GIVEN REQUEST: Recast each line of the rows below as a Markdown table with the columns Line No. and Text, numbering the lines in order and skipping blank ones. Leave the pictures out of the table.

[Stored data entries]
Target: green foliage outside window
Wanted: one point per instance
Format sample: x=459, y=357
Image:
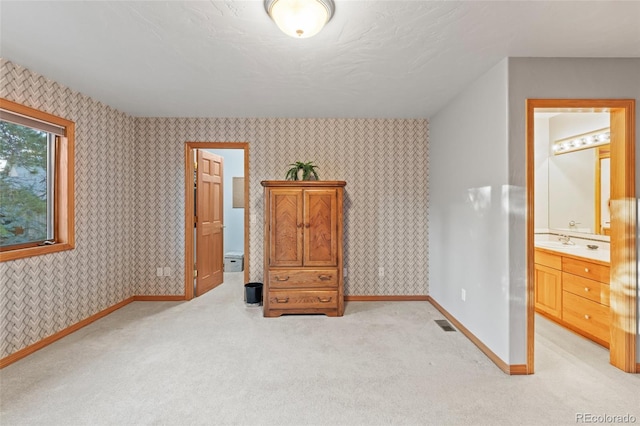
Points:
x=23, y=184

THE SOLUTION:
| Line No. | Text |
|---|---|
| 1 | Target: green foliage outside window |
| 2 | Wanted: one point per instance |
| 3 | Format sample: x=459, y=357 |
| 4 | Image: |
| 5 | Points: |
| 6 | x=23, y=184 |